▶ Required action
Exactly as given, write out the lines from the one containing "Each instance receives one keypoint. Mark the stone bell" through the end of the listing, with both ends included and nothing else.

▶ Given records
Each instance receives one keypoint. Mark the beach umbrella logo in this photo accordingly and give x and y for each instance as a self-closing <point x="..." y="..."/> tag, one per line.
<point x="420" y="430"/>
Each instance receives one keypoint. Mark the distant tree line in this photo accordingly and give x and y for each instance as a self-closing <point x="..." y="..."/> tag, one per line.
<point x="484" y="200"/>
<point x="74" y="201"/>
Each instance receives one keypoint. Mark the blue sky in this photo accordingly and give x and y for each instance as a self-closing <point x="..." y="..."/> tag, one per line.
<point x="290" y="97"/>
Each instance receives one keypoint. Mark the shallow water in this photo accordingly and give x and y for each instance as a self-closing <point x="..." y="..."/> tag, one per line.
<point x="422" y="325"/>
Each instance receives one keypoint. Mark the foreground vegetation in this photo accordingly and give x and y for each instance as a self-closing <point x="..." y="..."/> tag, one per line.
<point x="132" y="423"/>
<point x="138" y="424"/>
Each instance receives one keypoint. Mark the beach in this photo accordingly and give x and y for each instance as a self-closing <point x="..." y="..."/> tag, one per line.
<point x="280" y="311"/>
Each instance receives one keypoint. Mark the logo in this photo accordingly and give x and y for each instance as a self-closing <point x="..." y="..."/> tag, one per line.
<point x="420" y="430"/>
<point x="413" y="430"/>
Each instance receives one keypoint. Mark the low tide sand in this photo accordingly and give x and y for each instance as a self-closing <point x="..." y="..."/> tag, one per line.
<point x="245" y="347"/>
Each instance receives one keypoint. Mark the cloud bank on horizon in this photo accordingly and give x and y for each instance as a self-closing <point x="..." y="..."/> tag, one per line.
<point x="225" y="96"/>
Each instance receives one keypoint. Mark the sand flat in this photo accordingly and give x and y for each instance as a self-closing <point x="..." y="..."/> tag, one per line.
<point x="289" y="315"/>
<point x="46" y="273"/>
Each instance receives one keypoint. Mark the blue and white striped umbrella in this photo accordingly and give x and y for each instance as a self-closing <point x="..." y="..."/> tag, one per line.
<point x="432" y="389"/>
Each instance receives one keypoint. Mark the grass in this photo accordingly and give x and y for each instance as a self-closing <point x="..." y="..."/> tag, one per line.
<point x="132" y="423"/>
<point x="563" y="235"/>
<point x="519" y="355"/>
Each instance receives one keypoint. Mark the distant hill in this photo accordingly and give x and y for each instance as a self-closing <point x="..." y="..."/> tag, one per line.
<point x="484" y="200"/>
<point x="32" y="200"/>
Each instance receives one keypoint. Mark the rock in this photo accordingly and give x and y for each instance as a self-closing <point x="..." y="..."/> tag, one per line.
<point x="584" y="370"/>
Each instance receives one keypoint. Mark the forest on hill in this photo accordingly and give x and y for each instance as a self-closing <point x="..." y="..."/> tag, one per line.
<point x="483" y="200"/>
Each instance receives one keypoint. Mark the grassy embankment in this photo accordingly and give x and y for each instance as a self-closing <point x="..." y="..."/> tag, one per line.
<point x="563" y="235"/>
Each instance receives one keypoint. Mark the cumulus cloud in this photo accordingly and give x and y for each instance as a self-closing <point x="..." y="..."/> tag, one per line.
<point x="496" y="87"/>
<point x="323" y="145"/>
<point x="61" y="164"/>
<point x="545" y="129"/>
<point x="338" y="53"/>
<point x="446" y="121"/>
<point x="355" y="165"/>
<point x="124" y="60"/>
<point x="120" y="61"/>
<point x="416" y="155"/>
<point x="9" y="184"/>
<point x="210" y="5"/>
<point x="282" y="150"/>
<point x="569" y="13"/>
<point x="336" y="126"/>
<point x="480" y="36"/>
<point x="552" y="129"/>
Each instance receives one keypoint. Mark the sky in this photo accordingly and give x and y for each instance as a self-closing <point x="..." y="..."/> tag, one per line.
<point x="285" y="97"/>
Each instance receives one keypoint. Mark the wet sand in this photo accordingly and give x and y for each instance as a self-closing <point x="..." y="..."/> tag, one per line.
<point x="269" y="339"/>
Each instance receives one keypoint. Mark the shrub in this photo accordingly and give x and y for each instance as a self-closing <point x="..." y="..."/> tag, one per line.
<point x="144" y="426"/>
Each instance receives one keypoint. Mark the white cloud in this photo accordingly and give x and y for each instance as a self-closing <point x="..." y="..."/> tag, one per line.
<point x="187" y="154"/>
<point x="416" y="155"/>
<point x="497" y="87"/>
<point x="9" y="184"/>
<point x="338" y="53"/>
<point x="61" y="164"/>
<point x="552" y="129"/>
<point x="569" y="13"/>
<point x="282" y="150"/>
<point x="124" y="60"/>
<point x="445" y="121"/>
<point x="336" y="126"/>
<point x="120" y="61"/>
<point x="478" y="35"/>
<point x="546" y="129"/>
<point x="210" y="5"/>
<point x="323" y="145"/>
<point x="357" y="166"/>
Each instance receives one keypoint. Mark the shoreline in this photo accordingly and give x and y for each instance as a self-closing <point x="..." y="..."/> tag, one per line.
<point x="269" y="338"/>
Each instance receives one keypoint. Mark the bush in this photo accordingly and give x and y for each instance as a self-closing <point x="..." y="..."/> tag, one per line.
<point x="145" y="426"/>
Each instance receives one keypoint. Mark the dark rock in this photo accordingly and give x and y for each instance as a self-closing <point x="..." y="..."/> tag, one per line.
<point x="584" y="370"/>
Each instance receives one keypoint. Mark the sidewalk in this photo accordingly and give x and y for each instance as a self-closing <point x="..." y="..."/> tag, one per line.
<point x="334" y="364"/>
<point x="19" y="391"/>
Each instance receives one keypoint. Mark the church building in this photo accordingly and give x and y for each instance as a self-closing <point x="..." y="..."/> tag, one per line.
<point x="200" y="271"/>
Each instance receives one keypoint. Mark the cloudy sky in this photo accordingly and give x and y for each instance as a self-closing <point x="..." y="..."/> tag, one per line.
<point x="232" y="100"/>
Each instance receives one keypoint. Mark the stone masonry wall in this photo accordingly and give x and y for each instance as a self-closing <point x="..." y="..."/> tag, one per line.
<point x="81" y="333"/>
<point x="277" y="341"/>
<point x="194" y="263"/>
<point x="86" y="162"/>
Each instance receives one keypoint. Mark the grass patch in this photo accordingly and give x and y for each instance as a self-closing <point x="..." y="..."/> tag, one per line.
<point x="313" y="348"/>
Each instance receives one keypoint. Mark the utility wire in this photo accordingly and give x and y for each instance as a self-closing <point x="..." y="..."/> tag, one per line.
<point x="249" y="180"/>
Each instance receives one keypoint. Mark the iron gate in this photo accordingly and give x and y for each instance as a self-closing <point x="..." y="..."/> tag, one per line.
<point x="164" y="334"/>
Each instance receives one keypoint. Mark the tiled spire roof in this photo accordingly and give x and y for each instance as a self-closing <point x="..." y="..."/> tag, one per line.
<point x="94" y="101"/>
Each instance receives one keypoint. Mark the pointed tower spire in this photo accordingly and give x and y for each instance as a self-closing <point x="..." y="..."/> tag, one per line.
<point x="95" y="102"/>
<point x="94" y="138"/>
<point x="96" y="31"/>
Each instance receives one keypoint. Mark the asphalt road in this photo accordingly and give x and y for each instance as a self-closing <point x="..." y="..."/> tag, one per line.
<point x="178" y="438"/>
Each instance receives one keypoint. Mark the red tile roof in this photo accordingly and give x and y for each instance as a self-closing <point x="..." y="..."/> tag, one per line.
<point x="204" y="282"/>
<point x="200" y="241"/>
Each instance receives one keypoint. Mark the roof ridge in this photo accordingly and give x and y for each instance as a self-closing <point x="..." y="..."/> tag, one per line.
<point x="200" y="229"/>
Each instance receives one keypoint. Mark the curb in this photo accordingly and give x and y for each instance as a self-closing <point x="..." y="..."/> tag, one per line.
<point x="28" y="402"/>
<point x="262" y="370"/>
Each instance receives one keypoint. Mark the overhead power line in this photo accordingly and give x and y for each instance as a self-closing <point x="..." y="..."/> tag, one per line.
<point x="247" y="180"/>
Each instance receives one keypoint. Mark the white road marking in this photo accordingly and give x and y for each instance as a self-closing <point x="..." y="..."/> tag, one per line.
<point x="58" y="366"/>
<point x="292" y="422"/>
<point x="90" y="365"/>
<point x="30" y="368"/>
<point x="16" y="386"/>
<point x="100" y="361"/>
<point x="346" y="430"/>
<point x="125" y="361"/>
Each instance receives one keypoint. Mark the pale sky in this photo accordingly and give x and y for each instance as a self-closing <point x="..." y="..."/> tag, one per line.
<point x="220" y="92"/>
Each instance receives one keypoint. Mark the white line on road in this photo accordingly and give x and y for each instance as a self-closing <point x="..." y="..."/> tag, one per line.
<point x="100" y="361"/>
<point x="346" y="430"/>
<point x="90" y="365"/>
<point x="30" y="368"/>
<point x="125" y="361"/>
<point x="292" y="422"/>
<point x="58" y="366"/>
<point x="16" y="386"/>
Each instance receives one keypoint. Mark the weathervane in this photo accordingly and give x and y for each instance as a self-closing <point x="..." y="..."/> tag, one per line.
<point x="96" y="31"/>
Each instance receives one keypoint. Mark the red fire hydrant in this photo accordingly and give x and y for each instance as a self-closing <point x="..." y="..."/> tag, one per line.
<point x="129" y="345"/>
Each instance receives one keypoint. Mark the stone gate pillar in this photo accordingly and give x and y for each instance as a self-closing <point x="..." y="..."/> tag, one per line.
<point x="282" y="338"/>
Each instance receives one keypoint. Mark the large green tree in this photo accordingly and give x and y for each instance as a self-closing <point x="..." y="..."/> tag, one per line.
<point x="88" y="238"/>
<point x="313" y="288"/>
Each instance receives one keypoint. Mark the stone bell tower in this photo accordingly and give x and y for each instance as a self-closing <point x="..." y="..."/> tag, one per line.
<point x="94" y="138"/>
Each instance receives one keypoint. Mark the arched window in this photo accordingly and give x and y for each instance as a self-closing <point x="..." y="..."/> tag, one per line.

▶ Solution to the exercise
Each instance receives one keypoint. Mark the stone bell tower in this photo accordingly and give x and y for each instance as a self-closing <point x="..." y="..."/> tag, one per line.
<point x="94" y="138"/>
Each instance receives one keypoint. Mark the arched window in this photo accordingly and give x and y for each instance as a self-closing <point x="..." y="..."/> tag, one per line.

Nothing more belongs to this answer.